**Information**
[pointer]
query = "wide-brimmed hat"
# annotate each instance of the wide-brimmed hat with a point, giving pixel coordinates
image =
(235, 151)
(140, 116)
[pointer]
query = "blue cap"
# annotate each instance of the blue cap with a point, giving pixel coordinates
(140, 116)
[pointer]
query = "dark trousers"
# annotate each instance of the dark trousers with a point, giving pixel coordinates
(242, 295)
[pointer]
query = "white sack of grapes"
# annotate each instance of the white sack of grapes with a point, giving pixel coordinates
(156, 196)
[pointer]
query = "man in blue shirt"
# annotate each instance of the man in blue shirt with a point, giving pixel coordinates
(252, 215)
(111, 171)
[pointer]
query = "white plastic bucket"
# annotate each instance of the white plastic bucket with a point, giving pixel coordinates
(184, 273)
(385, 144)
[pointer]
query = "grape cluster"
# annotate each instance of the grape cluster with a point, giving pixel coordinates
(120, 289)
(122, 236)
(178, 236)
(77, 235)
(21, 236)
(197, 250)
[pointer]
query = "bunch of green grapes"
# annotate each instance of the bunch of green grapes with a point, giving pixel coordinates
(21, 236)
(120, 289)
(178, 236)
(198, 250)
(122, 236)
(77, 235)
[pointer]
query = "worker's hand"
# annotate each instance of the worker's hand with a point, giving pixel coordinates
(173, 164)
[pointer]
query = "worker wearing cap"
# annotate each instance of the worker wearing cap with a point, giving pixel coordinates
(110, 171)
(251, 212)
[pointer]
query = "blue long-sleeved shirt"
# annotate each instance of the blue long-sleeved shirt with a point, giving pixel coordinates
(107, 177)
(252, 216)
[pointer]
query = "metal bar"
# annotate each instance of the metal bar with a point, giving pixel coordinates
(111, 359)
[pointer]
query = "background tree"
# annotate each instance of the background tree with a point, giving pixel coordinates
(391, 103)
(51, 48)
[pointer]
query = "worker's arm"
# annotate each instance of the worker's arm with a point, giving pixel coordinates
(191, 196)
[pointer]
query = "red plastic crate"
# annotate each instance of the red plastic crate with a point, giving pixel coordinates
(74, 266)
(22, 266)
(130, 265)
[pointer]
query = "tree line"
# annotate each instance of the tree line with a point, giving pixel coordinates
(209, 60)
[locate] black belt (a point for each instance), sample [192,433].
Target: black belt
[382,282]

==

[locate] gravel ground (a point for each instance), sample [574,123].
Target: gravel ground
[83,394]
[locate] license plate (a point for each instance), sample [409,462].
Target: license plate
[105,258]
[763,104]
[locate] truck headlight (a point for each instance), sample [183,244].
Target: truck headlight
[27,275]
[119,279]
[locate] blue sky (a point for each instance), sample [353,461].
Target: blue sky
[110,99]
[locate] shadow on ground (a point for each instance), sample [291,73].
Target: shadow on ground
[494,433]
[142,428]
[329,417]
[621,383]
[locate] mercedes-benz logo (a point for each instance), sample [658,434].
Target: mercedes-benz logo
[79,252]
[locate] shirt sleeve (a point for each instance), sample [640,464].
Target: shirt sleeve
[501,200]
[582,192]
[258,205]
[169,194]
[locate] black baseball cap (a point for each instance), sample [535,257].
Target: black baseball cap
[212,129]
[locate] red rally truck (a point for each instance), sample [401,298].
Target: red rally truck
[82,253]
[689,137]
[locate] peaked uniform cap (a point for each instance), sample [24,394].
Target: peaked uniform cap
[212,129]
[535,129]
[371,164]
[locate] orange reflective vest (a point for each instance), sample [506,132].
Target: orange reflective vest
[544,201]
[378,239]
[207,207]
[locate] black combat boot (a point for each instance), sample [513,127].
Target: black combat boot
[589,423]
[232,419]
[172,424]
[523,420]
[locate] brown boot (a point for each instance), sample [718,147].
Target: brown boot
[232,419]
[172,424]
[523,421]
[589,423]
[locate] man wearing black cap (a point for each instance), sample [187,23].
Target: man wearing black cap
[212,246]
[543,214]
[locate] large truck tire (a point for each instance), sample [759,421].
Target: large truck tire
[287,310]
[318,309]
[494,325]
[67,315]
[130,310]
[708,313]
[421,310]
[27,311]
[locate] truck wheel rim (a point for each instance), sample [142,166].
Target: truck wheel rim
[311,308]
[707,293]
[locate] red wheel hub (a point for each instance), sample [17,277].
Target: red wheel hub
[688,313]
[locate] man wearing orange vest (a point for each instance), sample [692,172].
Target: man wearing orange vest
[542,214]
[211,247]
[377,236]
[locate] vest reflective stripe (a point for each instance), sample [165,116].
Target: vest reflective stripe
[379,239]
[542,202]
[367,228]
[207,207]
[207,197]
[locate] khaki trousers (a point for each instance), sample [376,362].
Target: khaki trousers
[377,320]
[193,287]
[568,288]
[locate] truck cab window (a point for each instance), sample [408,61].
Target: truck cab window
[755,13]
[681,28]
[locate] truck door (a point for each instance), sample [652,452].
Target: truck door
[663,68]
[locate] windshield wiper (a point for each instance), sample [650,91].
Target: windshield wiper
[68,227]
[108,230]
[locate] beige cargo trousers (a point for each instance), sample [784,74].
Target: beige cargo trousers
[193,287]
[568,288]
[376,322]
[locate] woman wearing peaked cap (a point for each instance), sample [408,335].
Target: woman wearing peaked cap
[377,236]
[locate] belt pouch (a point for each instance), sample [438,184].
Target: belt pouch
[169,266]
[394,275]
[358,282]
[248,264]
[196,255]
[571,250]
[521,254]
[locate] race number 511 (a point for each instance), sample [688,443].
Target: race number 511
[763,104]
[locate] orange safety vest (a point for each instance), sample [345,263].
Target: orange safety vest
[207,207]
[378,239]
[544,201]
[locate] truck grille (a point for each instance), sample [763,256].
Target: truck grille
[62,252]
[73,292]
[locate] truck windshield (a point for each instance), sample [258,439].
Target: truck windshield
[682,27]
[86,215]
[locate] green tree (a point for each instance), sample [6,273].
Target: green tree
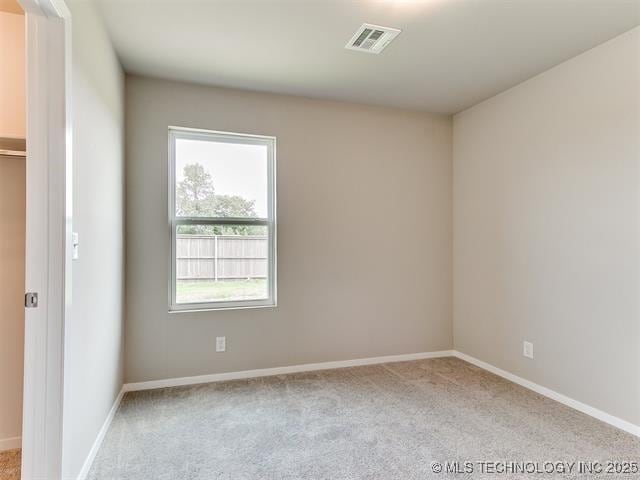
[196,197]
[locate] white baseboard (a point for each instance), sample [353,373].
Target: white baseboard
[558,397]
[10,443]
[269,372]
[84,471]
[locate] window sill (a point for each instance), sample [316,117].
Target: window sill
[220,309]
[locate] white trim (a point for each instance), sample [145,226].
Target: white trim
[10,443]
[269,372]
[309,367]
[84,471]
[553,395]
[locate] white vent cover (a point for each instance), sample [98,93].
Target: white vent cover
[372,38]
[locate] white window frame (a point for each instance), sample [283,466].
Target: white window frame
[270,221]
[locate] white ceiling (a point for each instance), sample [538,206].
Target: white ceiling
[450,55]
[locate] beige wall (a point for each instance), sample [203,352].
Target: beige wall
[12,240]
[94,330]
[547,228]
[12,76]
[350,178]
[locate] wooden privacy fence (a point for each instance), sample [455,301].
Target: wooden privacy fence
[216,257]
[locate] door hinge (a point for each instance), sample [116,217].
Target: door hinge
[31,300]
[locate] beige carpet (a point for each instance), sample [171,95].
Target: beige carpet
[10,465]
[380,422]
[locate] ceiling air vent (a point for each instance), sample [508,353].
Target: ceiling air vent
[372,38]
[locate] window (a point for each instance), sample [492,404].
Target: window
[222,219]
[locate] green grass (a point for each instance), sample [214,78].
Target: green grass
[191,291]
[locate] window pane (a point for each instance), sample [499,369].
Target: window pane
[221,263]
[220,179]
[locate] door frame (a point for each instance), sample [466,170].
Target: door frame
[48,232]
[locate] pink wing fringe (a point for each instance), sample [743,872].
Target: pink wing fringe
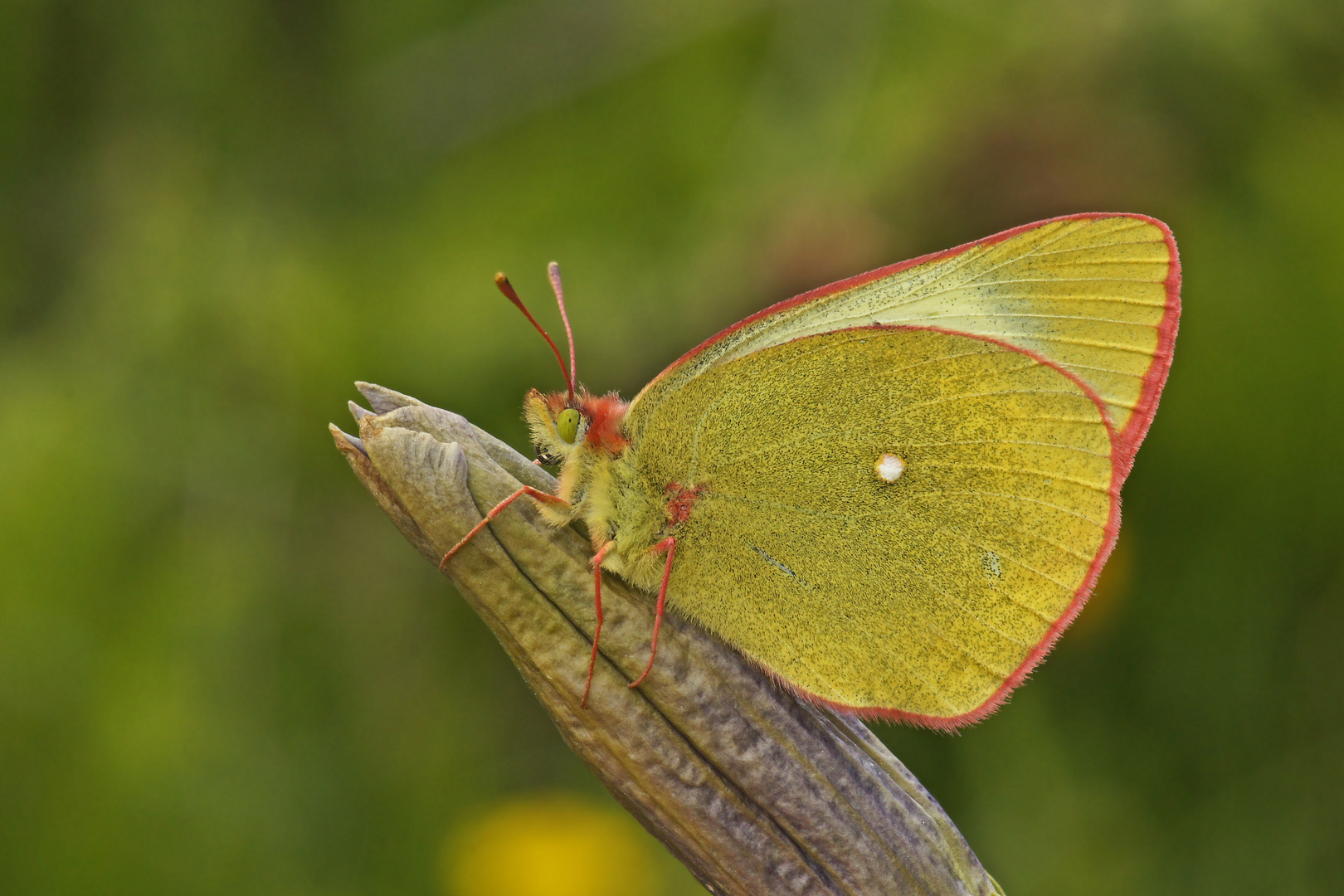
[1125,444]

==

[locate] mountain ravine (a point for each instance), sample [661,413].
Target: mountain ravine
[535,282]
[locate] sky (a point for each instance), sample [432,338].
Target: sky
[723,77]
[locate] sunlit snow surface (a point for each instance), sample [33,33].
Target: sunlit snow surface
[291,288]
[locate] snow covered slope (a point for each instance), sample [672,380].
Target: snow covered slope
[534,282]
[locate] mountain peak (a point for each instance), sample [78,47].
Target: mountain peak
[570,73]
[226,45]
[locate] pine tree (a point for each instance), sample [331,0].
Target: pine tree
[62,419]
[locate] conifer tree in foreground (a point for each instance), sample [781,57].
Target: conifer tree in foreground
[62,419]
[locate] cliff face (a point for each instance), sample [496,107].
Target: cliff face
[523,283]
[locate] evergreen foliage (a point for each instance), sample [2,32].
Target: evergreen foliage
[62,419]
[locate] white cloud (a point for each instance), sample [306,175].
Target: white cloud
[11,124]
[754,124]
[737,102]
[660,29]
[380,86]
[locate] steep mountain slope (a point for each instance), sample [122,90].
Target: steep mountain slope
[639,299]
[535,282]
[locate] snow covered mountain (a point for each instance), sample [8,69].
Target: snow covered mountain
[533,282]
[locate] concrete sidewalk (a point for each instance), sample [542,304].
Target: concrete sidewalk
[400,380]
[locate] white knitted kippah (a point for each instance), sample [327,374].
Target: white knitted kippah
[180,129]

**Try it**
What lines of the listing contain the word "brimmed"? Copy them all.

**Answer section**
query = "wide-brimmed hat"
# annotate each instance of the wide-brimmed hat with a point, giving pixel coordinates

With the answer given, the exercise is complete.